## SHORT EXERCISE 1
Reproduce the album description word for word, between "Great Guitars is" and "upon its release.", inclusive.
## SHORT EXERCISE 2
According to the album description, what does the number 537141 identify?

Great Guitars is an album by blues guitarist Joe Louis Walker.  It was released in 1997 on the Polygram label as catalogue number 537141.

Many of the songs on the album are duets with other artists.  The album received mostly favourable reviews upon its release.

Track listing
"Low Down Dirty Blues" (Walker) – 6:57
"First Degree" (Turner, Walker) – 4:22
"Mile-Hi Club" (Walker) – 6:08
"Fix Our Love" (Walker) – 6:05
"Every Girl I See" (Dixon, Murphy) – 6:01
"Cold and Evil Night" (Walker) – 5:23
"Hop on It" (Grand, Walker) – 2:24
"Nighttime" (Walker) – 5:49
"Sugar" (Walker) – 6:21
"In God's Hands" (Walker) – 4:28
"High Blood Pressure" (Walker) – 4:39

Personnel
Musicians
Joe Louis Walker: vocals, guitar, slide guitar, percussion, footstomping, arrangements
Tom Rose:  guitar, backing vocals
Mike Eppley:  organ, piano and backing vocals
Joe Thomas:  bass, backing vocals
Curtis Nutall:  drums
Guest musicians
Bonnie Raitt:  vocals and slide guitar on "Low Down Dirty Blues"

## DATA ROWS
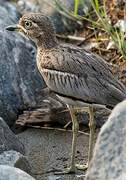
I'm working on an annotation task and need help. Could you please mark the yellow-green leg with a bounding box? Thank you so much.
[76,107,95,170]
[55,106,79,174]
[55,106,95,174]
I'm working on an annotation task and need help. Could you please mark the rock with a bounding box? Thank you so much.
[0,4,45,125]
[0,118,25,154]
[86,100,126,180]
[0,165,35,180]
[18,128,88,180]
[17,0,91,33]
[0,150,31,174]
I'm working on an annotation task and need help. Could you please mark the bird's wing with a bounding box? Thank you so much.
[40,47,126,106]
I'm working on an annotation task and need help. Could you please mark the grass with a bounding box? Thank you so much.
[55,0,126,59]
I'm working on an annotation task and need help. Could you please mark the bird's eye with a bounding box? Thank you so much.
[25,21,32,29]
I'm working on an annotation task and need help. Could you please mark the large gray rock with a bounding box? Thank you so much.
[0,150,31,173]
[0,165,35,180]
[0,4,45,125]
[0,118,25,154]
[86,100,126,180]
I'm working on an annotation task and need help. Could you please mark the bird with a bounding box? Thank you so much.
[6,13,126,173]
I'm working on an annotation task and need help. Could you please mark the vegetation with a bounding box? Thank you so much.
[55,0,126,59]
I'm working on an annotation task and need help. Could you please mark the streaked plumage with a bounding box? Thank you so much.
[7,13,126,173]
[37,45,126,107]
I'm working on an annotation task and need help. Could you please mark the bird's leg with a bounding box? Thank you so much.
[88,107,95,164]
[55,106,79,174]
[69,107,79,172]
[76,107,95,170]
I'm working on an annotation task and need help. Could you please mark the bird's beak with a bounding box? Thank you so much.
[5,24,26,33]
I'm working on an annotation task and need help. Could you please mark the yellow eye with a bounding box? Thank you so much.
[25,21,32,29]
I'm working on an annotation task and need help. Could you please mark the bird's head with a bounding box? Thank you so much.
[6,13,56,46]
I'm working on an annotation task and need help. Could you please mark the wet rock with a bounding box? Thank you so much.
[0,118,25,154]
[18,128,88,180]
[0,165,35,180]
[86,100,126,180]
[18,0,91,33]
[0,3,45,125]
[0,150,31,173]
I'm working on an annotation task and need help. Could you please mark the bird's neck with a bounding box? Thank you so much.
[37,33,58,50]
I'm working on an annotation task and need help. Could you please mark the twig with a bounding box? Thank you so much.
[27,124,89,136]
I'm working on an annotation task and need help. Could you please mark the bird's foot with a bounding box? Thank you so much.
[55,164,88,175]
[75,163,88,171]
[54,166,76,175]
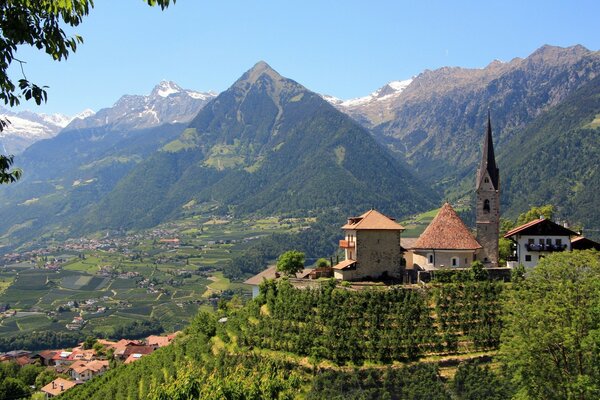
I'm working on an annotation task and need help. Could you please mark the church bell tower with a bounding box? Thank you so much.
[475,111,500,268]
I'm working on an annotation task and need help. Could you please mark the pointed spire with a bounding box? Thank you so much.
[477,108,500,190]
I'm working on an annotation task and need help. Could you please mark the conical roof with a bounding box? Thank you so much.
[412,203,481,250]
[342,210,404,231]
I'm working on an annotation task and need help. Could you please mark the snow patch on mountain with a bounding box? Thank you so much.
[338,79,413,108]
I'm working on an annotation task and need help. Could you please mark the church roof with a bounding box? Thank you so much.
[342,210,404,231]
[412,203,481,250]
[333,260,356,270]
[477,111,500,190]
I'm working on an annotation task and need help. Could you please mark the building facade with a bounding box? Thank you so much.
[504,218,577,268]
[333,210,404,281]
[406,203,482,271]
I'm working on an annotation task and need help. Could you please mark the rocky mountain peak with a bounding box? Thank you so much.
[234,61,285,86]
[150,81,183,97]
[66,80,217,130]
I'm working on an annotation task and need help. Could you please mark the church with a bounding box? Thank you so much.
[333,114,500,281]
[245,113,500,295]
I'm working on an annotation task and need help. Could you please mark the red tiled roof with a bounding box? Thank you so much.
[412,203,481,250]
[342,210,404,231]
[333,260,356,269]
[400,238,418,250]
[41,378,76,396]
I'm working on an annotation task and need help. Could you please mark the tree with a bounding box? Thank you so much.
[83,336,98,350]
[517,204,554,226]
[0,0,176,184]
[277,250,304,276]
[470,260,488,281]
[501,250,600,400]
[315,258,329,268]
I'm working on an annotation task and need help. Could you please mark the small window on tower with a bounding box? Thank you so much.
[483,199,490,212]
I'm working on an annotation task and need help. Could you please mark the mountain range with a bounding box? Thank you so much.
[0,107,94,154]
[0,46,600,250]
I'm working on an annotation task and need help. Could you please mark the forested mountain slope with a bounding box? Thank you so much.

## EXPECTED ANSWER 1
Great Guitars is an album by blues guitarist Joe Louis Walker.  It was released in 1997 on the Polygram label as catalogue number 537141.

Many of the songs on the album are duets with other artists.  The album received mostly favourable reviews upon its release.

## EXPECTED ANSWER 2
The number 537141 is the catalogue number under which the album was released on the Polygram label in 1997.